» **Exercise inputs**:
::::::

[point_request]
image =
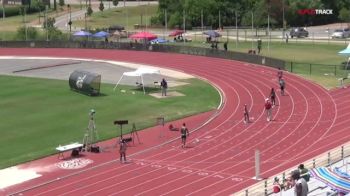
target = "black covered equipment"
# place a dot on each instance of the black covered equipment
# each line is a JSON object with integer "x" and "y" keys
{"x": 85, "y": 82}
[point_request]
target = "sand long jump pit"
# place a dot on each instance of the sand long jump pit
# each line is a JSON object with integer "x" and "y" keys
{"x": 110, "y": 71}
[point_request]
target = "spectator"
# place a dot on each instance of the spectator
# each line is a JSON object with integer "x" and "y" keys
{"x": 282, "y": 86}
{"x": 276, "y": 188}
{"x": 164, "y": 86}
{"x": 268, "y": 108}
{"x": 273, "y": 97}
{"x": 304, "y": 172}
{"x": 301, "y": 188}
{"x": 288, "y": 183}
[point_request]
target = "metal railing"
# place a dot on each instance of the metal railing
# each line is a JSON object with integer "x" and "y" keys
{"x": 317, "y": 69}
{"x": 250, "y": 58}
{"x": 264, "y": 187}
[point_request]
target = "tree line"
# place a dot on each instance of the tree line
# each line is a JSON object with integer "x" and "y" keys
{"x": 214, "y": 13}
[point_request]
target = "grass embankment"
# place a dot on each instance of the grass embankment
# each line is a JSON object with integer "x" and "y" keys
{"x": 10, "y": 25}
{"x": 127, "y": 17}
{"x": 39, "y": 114}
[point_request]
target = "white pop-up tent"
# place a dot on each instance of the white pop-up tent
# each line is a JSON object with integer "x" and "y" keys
{"x": 138, "y": 73}
{"x": 346, "y": 52}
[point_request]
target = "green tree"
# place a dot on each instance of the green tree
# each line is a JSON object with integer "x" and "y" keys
{"x": 30, "y": 32}
{"x": 115, "y": 2}
{"x": 89, "y": 11}
{"x": 50, "y": 23}
{"x": 344, "y": 15}
{"x": 101, "y": 7}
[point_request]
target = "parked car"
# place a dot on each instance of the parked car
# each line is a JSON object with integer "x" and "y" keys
{"x": 298, "y": 32}
{"x": 341, "y": 33}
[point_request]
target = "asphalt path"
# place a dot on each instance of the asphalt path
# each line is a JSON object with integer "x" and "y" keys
{"x": 62, "y": 21}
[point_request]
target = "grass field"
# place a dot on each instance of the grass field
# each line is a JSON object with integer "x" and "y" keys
{"x": 117, "y": 16}
{"x": 39, "y": 114}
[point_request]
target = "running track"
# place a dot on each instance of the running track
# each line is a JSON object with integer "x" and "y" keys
{"x": 308, "y": 121}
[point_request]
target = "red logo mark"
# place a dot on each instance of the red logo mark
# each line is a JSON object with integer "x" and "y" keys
{"x": 307, "y": 11}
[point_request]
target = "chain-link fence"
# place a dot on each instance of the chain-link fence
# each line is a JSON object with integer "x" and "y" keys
{"x": 338, "y": 71}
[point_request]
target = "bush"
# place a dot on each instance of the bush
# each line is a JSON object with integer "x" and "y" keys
{"x": 32, "y": 33}
{"x": 115, "y": 2}
{"x": 11, "y": 11}
{"x": 61, "y": 3}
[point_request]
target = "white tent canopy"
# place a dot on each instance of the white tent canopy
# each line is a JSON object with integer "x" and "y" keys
{"x": 139, "y": 73}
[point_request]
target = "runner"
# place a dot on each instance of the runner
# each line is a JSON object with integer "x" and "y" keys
{"x": 246, "y": 114}
{"x": 273, "y": 97}
{"x": 268, "y": 108}
{"x": 279, "y": 73}
{"x": 184, "y": 134}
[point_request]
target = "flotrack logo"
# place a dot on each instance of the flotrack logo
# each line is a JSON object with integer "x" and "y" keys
{"x": 315, "y": 12}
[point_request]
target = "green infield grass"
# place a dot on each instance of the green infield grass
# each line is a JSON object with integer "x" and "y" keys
{"x": 37, "y": 115}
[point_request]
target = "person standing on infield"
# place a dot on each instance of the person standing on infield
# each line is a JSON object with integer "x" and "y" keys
{"x": 164, "y": 86}
{"x": 246, "y": 114}
{"x": 268, "y": 108}
{"x": 282, "y": 86}
{"x": 122, "y": 150}
{"x": 184, "y": 134}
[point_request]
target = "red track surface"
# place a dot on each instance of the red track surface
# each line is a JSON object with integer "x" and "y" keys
{"x": 308, "y": 121}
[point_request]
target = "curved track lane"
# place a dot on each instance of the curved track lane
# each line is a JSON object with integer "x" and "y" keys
{"x": 222, "y": 162}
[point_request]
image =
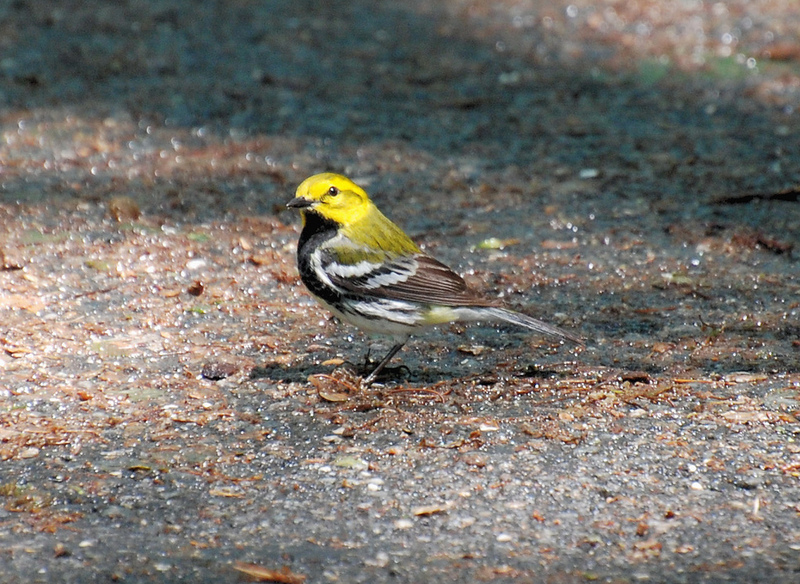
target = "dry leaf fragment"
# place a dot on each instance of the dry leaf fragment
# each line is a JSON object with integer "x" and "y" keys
{"x": 262, "y": 574}
{"x": 123, "y": 208}
{"x": 425, "y": 510}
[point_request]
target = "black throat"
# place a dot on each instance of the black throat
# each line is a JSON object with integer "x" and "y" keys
{"x": 316, "y": 231}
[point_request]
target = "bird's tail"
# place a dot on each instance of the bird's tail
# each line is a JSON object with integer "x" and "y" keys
{"x": 523, "y": 320}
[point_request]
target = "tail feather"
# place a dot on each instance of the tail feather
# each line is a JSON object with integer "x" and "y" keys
{"x": 523, "y": 320}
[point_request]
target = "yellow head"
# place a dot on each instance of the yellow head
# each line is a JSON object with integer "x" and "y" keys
{"x": 341, "y": 202}
{"x": 333, "y": 196}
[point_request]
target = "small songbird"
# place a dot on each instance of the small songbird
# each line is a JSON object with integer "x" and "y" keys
{"x": 368, "y": 272}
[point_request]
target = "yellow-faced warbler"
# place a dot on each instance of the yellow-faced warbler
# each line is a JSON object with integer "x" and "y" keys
{"x": 368, "y": 272}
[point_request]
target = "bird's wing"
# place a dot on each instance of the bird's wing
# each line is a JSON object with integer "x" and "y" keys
{"x": 415, "y": 278}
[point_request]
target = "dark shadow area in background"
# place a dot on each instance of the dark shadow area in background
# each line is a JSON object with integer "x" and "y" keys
{"x": 341, "y": 73}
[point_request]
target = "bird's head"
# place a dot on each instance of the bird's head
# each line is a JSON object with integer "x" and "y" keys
{"x": 333, "y": 196}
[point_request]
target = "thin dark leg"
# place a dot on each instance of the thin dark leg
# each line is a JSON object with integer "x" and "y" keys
{"x": 392, "y": 352}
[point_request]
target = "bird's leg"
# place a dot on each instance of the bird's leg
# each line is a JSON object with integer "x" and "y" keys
{"x": 392, "y": 352}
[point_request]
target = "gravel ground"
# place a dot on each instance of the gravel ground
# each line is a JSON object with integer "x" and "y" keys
{"x": 175, "y": 408}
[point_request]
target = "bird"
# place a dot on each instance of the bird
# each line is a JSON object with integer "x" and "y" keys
{"x": 364, "y": 269}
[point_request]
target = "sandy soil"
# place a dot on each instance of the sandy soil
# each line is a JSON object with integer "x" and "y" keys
{"x": 173, "y": 405}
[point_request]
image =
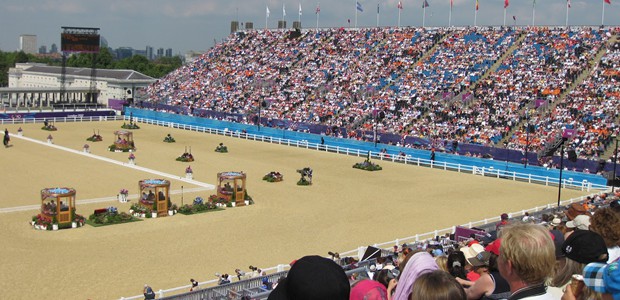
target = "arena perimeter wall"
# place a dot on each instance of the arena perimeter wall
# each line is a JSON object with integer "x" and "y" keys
{"x": 484, "y": 164}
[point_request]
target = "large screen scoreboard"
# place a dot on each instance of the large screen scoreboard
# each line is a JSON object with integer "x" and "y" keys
{"x": 79, "y": 40}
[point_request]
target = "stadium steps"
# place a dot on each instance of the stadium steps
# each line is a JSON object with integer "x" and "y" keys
{"x": 516, "y": 45}
{"x": 562, "y": 97}
{"x": 492, "y": 69}
{"x": 423, "y": 58}
{"x": 610, "y": 147}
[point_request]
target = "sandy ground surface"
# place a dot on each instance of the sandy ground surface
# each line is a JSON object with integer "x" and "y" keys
{"x": 345, "y": 208}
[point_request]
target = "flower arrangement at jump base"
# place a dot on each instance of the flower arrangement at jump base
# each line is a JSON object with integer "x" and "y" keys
{"x": 41, "y": 222}
{"x": 186, "y": 156}
{"x": 140, "y": 211}
{"x": 200, "y": 206}
{"x": 189, "y": 173}
{"x": 131, "y": 125}
{"x": 273, "y": 176}
{"x": 109, "y": 216}
{"x": 367, "y": 165}
{"x": 306, "y": 176}
{"x": 122, "y": 195}
{"x": 96, "y": 137}
{"x": 221, "y": 148}
{"x": 169, "y": 139}
{"x": 48, "y": 126}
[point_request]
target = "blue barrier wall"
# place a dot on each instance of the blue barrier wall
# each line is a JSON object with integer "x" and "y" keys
{"x": 364, "y": 146}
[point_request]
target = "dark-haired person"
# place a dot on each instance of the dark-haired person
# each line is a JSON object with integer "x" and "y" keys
{"x": 491, "y": 284}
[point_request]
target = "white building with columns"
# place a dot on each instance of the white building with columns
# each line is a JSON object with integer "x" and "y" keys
{"x": 39, "y": 85}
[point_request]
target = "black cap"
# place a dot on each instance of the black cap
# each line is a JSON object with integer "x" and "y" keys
{"x": 313, "y": 277}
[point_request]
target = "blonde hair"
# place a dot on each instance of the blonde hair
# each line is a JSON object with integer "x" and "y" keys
{"x": 530, "y": 250}
{"x": 442, "y": 262}
{"x": 437, "y": 285}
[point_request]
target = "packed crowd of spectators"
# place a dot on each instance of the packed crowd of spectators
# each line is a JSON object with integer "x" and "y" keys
{"x": 580, "y": 238}
{"x": 419, "y": 82}
{"x": 591, "y": 108}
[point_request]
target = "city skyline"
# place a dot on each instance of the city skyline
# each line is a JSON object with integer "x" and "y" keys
{"x": 196, "y": 25}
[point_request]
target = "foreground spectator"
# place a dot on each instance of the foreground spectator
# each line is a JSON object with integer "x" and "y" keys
{"x": 313, "y": 277}
{"x": 600, "y": 281}
{"x": 368, "y": 290}
{"x": 606, "y": 222}
{"x": 580, "y": 248}
{"x": 526, "y": 260}
{"x": 437, "y": 285}
{"x": 418, "y": 264}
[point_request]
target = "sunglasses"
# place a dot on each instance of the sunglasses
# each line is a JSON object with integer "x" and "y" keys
{"x": 393, "y": 274}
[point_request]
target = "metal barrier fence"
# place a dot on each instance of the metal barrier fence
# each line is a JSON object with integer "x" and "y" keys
{"x": 461, "y": 168}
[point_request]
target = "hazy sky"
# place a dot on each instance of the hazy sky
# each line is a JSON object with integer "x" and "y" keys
{"x": 194, "y": 25}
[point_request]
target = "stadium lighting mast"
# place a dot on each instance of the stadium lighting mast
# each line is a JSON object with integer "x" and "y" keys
{"x": 613, "y": 178}
{"x": 527, "y": 136}
{"x": 561, "y": 169}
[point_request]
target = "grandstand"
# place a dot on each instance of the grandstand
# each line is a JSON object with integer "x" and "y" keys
{"x": 474, "y": 87}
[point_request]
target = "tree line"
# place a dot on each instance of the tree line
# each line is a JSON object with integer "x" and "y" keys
{"x": 103, "y": 60}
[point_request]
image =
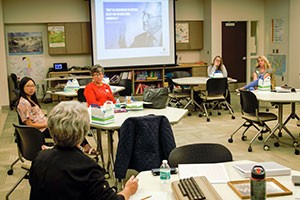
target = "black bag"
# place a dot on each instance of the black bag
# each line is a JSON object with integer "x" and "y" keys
{"x": 157, "y": 96}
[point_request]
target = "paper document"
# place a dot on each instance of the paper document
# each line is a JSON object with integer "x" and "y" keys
{"x": 149, "y": 196}
{"x": 271, "y": 168}
{"x": 215, "y": 173}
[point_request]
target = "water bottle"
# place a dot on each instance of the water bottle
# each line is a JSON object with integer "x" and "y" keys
{"x": 118, "y": 103}
{"x": 258, "y": 183}
{"x": 165, "y": 172}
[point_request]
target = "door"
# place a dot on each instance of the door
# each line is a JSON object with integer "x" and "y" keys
{"x": 234, "y": 49}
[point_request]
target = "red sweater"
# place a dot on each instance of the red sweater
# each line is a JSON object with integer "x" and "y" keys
{"x": 98, "y": 94}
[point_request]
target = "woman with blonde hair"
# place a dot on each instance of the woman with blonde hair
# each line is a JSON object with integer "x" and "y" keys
{"x": 262, "y": 70}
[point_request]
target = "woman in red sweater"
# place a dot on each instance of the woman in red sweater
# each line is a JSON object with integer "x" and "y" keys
{"x": 98, "y": 92}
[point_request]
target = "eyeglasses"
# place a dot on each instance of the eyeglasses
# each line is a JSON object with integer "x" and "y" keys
{"x": 98, "y": 74}
{"x": 149, "y": 16}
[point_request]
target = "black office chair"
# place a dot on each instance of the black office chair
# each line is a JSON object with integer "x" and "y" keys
{"x": 199, "y": 153}
{"x": 252, "y": 115}
{"x": 29, "y": 142}
{"x": 215, "y": 90}
{"x": 143, "y": 143}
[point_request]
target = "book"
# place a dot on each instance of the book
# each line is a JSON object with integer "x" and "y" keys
{"x": 271, "y": 168}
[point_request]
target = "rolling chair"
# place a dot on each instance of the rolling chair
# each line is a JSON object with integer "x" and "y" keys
{"x": 252, "y": 116}
{"x": 29, "y": 142}
{"x": 81, "y": 98}
{"x": 143, "y": 143}
{"x": 215, "y": 90}
{"x": 199, "y": 153}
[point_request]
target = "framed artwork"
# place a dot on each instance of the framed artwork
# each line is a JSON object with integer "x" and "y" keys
{"x": 273, "y": 188}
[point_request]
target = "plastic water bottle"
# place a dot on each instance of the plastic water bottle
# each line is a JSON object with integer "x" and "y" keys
{"x": 258, "y": 183}
{"x": 118, "y": 103}
{"x": 165, "y": 172}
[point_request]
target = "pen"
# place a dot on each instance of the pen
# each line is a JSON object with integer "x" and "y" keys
{"x": 147, "y": 197}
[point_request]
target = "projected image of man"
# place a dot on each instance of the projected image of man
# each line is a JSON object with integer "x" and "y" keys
{"x": 152, "y": 25}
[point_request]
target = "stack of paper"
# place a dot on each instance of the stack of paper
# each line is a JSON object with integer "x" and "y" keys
{"x": 271, "y": 168}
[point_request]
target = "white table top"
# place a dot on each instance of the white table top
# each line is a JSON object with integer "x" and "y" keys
{"x": 277, "y": 96}
{"x": 174, "y": 115}
{"x": 113, "y": 88}
{"x": 196, "y": 80}
{"x": 149, "y": 184}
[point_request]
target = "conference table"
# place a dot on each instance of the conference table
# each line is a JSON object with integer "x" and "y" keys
{"x": 193, "y": 81}
{"x": 281, "y": 98}
{"x": 174, "y": 115}
{"x": 150, "y": 185}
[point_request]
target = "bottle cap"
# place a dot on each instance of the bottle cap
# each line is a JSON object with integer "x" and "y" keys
{"x": 258, "y": 172}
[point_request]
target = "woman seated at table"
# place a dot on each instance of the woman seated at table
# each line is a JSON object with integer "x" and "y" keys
{"x": 64, "y": 172}
{"x": 97, "y": 92}
{"x": 31, "y": 114}
{"x": 262, "y": 70}
{"x": 218, "y": 69}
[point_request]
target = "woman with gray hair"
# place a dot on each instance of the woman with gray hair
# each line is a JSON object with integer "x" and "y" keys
{"x": 65, "y": 172}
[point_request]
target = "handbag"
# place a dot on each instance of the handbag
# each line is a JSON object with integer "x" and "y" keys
{"x": 157, "y": 96}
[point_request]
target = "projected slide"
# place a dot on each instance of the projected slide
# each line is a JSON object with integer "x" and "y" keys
{"x": 131, "y": 33}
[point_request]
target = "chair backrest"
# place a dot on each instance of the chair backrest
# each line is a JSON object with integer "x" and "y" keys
{"x": 143, "y": 143}
{"x": 216, "y": 86}
{"x": 80, "y": 95}
{"x": 29, "y": 141}
{"x": 199, "y": 153}
{"x": 249, "y": 103}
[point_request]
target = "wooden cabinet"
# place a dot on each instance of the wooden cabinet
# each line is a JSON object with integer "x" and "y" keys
{"x": 192, "y": 31}
{"x": 69, "y": 38}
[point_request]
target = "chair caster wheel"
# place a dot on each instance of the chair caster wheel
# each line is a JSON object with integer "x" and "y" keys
{"x": 249, "y": 149}
{"x": 10, "y": 172}
{"x": 244, "y": 138}
{"x": 266, "y": 147}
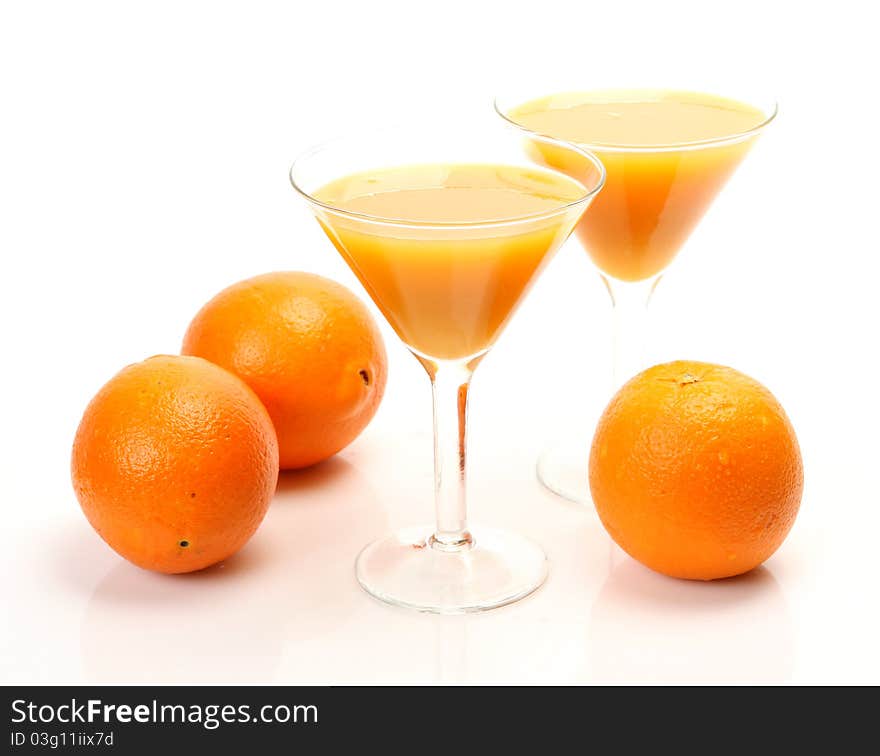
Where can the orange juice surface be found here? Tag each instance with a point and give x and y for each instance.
(664, 169)
(448, 251)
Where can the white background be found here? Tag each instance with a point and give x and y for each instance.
(143, 156)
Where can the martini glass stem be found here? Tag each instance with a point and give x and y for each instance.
(630, 301)
(450, 382)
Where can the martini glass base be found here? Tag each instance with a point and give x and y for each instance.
(404, 569)
(563, 469)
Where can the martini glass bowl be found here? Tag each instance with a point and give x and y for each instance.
(658, 187)
(447, 285)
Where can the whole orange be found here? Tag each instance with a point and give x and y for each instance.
(174, 463)
(695, 470)
(310, 350)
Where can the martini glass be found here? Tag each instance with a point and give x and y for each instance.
(667, 154)
(446, 230)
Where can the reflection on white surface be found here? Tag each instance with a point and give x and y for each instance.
(645, 627)
(232, 622)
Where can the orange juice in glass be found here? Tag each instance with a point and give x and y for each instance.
(667, 153)
(446, 230)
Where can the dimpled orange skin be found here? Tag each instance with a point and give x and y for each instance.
(695, 471)
(174, 463)
(310, 350)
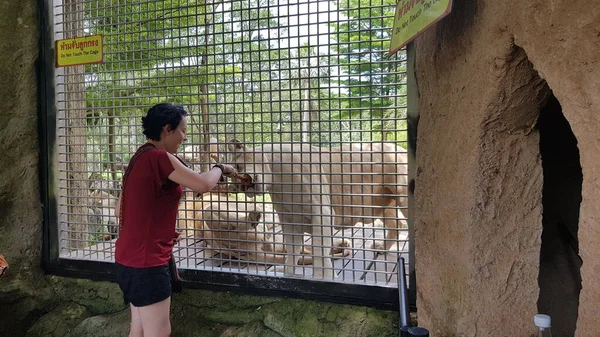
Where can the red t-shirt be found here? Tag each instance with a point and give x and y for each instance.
(150, 204)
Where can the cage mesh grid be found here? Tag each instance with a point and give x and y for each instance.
(309, 77)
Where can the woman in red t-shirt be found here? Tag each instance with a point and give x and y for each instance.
(147, 210)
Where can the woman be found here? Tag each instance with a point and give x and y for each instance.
(147, 210)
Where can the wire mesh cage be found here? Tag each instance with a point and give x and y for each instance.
(300, 96)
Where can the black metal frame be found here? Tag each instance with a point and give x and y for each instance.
(413, 122)
(357, 294)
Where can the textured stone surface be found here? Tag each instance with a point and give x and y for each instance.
(481, 74)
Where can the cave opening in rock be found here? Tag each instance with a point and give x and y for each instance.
(559, 277)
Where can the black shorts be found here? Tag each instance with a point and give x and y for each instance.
(144, 286)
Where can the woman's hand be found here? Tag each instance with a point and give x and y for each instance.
(229, 171)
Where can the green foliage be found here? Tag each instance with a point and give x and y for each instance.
(258, 88)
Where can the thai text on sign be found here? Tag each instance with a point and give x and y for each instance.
(415, 16)
(80, 50)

::::::

» **Problem requirements**: Reproduce word for word the lines running from the line with "Where can the whole" through the end of the data, both included, and nothing else; leave out the pictures.

» **Reply**:
Where can the whole orange be found here? Tag each instance with a point and give x and y for each instance.
(174, 463)
(695, 470)
(310, 350)
Where can the martini glass be found here? Tag each instance with a point and give x and y for each instance.
(667, 154)
(446, 230)
Where can the reflection on white surface be found here? Tag each instance with a point and give x and y for each instance.
(645, 627)
(232, 622)
Where can the orange juice in glass be found here? Tag each instance with a point and give x and y for each instance.
(667, 153)
(446, 230)
Where can the dimpled orange skin be found here? Tag each instance with a point and give x and y for each instance.
(695, 471)
(174, 463)
(310, 350)
Where can the red t-shirt be found here? Tag each instance with a point and give x and y for each instance.
(150, 204)
Where can the cage mesh grid be found here? Tag each instance with a point and give x and y for each instance.
(309, 77)
Where can the woman in red t-shirt be found here? Tag each instance with a point and give x and y for each instance.
(147, 210)
Where can the woman be found here? Tag each instance with a point and give x and y for each instance.
(147, 210)
Where can the wire mesh cage be found here? Tag each instance with a point and give x and y for each instance.
(300, 96)
Where can the black metal frame be found here? Tag each instance with a point and give x and y for each instance.
(413, 122)
(357, 294)
Where can the textured stone surface be found here? Tag each instance with a point and give x and y for each instance.
(481, 74)
Where can the cave opening in rock be found here? Tag each instance with a point and give x and y for each instance.
(559, 277)
Where can the black shorts be found here? Tag each instance with a point and give x and y for each instance.
(144, 286)
Where can the woman's hand be found here? Tag each instance with a point and give x and y for each instance.
(229, 171)
Where can the green foliage be found here? Tag each instance with a point and give x and y for each instance.
(258, 88)
Where can the thai text on sign be found here? Tag each instance with a point and give x and y for each instance.
(415, 16)
(80, 50)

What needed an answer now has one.